Episode 9 — System Design / 9.11 — Real World System Design Problems

9.11.e Design a Video Streaming Platform (YouTube / Netflix)

Problem Statement

Design a video streaming platform that allows users to upload, transcode, store, and stream videos. The system must support adaptive bitrate streaming, a recommendation engine, and serve content globally via CDN.


1. Requirements

Functional Requirements

  • Users upload videos (up to 10 GB)
  • System transcodes videos into multiple resolutions and formats
  • Users stream videos with adaptive bitrate
  • Search videos by title, tags, description
  • Recommendation engine suggests videos
  • Like, comment, subscribe functionality
  • View counts and analytics dashboard for creators

Non-Functional Requirements

  • Video playback start time: < 2 seconds
  • Support 2 billion monthly active users
  • 500 hours of video uploaded per minute
  • 99.99% availability for streaming
  • Global content delivery (low latency worldwide)
  • Support mobile, web, smart TV clients

2. Capacity Estimation

Traffic

Monthly active users:    2 billion
Daily active users:      800 million
Average watch time:      40 minutes/day
Videos uploaded/minute:  500 hours
Videos uploaded/day:     500 * 60 * 24 = 720,000 hours = 43.2M minutes

Concurrent viewers:      ~50 million (peak)

— RECORDS —
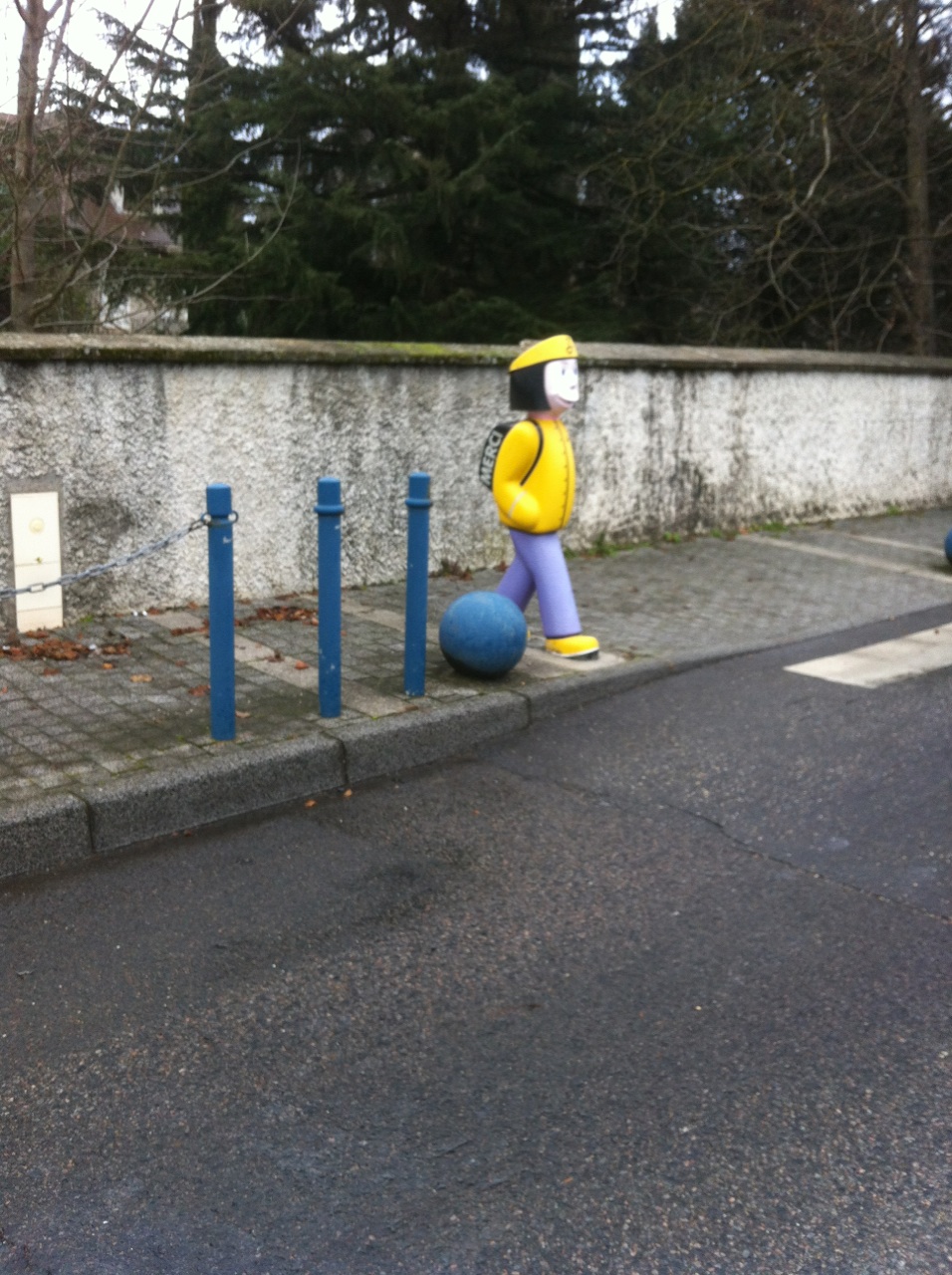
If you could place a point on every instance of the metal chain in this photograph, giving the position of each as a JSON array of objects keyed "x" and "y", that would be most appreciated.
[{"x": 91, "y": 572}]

--

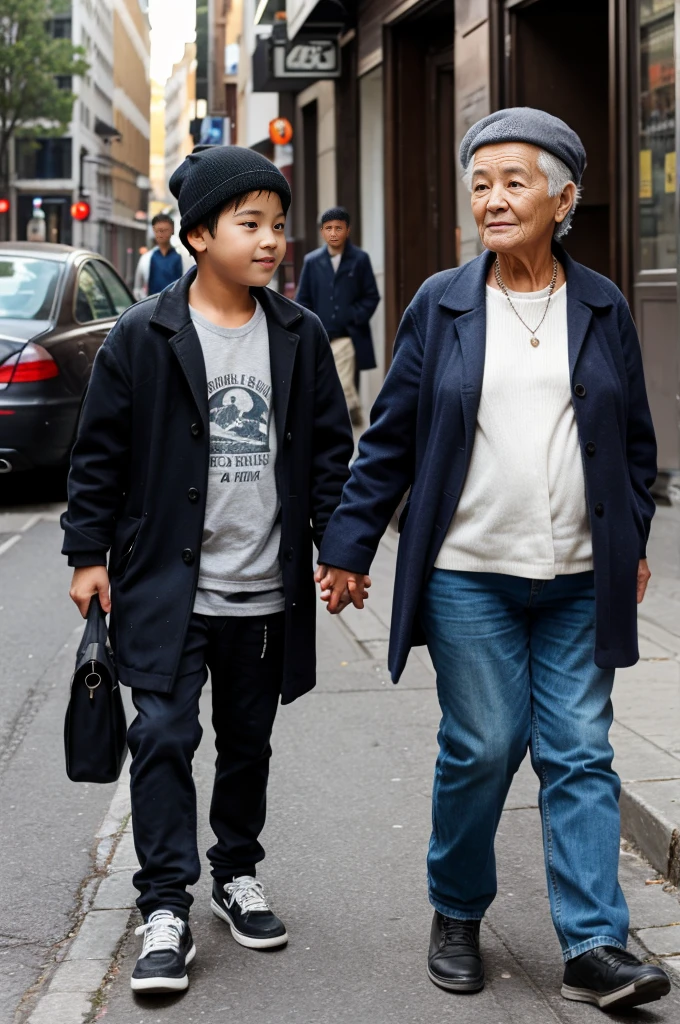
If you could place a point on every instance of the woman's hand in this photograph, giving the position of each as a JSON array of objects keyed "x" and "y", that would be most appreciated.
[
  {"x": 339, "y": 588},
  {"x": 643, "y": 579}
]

— WORK INSTRUCTIONS —
[a] Count how many lines in the rows contain the string "array", matching case exactly. Reply with the number alone.
[b] Continue the video streaming platform design text from the point where it stops.

— PER-TASK ANSWERS —
[a] 2

[b]
Video plays/second:      800M * 5 plays/day / 86,400 ~= 46,000 plays/sec

Storage

Original upload size:     Average 500 MB per video (10 min avg)
Transcoded versions:      5 resolutions * 3 formats = 15 versions
Expansion factor:         ~3x original size (all versions combined)
Daily upload storage:     720,000 hours * 3 GB/hour * 3 = 6.5 PB/day
Annual storage:           ~2.4 EB (exabytes)

Bandwidth

Average video bitrate:    5 Mbps (1080p)
Concurrent streams:       50 million
Total egress bandwidth:   50M * 5 Mbps = 250 Tbps (served by CDN)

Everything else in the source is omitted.